_Questions_
1. According to the methane oxidation passage, what share of atmospheric CH4 did the soils typically oxidize?
2. Resume the methane oxidation passage after its last sentence, keeping its style.

_Text block_
Based on our in-situ results from our first campaign we hypothesised that methanogenic processes were concurrent in deeper humus layers, thus potentially priming methanotrophic activity through provision of additional CH4 substrate supply [23]. During our second field campaign we therefore used a natural abundance stable isotope in situ approach to gain additional insight into CH4 processes at depth. For this, a series of sub-surface CH4 concentration measurements were made across the islands at a range of soil depths. These measurements allowed us to initially determine whether we could detect above ambient concentrations of CH4 as evidence of active methanogenesis in the soil profile. Concentration of CH4 measured in the humus profile were consistently below ambient levels, suggesting that either methanogenesis was not dominant in these soils during the peak growth season (Fig 3A), or that rapid oxidation of CH4 by the methanotroph community was removing any endogenous CH4 production. Analyses of the stable 13/12C isotope ratio of CH4 in these samples confirmed that methanogenesis was not occuring, as δ13C values of 13CH4 were enriched relative to atmospheric CH4 (Fig 3B). It has been shown that methanotrophs preferentially assimilate lighter isotopes, leaving residual CH4 that is 13C enriched [24]. Our results demonstrated that both CH4 concentrations and the δ13C values of 13CH4 were strongly influenced by the depth of the humus profile (Table 2). Using these data, we quantified the CH4 oxidation rate at sub-surface depths in situ using a ‘top-to-bottom difference’ 13C-CH4 modelling approach [24–25]. We found that soils typically oxidised between 2–5% of CH4 in the atmosphere (Table 3), with deeper soils leading to a higher cumulative CH4 oxidation rate (Table 4). As these soils were not found to produce CH4, the supply of this substrate to deeper soil profile was from the atmosphere. This increasing CH4 oxidation at depth corresponded to the sub-surface minimum CH4 concentrations detected in the humus profile recorded with our in-situ depth measurements (Fig 3A), and also in ex situ profile cores (up to 85 cm) taken during the second field campaign (S2 and S3 Tables). Collectively, these results support the notion that increasing time since wildfire has indirectly affected the CH4 oxidation process by enabling the development of deeper humus profiles which harbour the niches necessary for methanotrophs.
The depth at surface (0 cm) represents the ambient concentration and δ13C-CH4 value. Error bars represent ± standard error (n = 10). The changes in CH4 and CO2 concentration and δ13C-CH4 with depth were only significant in mid and late successional stages (P ≤ 0.05). Statistical analyses of data are shown in Table 2.

_Records supplied_
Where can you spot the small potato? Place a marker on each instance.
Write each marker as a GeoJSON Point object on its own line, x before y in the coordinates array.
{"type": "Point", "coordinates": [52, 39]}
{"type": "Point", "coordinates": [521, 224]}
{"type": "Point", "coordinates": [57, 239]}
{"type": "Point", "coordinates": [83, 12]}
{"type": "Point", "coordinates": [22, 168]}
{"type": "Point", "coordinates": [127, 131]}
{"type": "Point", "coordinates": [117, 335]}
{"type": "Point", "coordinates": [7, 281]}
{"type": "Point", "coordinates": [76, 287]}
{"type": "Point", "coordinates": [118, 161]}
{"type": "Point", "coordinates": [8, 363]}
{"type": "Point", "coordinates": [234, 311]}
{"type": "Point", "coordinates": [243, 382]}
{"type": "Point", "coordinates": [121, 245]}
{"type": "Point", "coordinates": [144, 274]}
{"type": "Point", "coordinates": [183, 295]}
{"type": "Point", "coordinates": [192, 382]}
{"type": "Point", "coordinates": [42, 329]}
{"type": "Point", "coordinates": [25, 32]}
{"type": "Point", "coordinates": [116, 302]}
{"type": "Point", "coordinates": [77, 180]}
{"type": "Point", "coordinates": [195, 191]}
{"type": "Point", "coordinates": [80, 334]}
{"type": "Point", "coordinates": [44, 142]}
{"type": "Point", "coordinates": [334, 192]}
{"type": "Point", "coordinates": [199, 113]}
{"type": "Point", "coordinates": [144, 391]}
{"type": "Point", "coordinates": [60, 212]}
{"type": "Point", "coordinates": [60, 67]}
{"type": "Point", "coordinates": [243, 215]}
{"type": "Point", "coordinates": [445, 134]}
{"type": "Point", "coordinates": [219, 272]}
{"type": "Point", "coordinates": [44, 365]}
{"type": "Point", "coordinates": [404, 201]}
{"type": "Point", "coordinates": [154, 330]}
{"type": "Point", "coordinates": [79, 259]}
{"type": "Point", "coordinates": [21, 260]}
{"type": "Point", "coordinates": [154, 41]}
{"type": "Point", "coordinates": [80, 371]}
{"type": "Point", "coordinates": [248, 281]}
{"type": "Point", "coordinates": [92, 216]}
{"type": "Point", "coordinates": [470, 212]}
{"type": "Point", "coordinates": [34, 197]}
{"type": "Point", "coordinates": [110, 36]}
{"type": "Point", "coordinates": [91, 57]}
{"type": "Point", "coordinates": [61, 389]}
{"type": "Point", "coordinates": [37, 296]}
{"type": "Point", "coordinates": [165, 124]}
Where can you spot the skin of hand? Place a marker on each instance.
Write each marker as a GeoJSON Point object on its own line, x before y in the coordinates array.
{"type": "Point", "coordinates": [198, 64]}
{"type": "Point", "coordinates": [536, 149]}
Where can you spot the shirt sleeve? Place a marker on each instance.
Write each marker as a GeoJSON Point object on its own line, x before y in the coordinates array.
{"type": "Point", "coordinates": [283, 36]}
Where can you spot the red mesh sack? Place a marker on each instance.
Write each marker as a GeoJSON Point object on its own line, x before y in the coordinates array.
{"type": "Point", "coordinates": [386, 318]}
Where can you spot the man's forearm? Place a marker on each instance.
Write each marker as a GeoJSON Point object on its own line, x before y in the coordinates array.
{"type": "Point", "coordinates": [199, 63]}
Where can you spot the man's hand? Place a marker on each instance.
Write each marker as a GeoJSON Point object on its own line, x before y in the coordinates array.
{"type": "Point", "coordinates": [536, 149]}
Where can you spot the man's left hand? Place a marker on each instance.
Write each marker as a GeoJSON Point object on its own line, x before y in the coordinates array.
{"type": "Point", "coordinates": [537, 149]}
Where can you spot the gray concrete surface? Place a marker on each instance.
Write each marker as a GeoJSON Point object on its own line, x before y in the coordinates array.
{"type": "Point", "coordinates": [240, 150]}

_Answer section_
1. Between 2–5% of the CH4 in the atmosphere.

2.
Our study reveals, for the first time, that across contrasting islands differing in exposure times to historical fire disturbance, net CH4 oxidation processes vary predictably. Specifically, we have shown that low productivity, old growth boreal forest ecosystems that have not burned for up to 5000 years develop deeper humus layers, leading to enhanced soil microbial CH4 oxidation. Crucially, our results indicate that disturbance of these humus C stores will threaten the stable microhabitat conditions required for methanotrophs to thrive. In the future, climate change is expected to result in increased wildfire ignitions from lightning and increased fire season length [26]. These same drivers are also expected to increase wildfire severity which will in turn promote soil organic matter loss and methanotrophic community disturbance. Together, these global changes could reduce the apparent natural CH4 sink capacity of late succession boreal forest soils, with potential feedback to greenhouse gas forced climate warming. Our results indicate that in the absence of human interventions, such as fire suppression, the globally important boreal CH4 sink could be diminished by future wildfire events.
Materials and Methods
Ethics Statement
This study was made on 30 freshwater islands in the Boreal forest region of northern Sweden. These islands are part of an archipelago of over 400 islands within the lakes Uddjaure and Hornaven (N65° 15’ N; 17° 43’ to 66° 99’ N; 17° 55’ E). These islands are not within national reserves, and the land is public and not government protected. We confirm that all national and international rules were complied with during the field work and no specific permissions were required to access the islands. The research did not involve measurements on humans or animals. The soil and plant material collected for this study had negligible effects on broader ecosystem functioning. We have no commercial interests or conflicts of interest in performing this work.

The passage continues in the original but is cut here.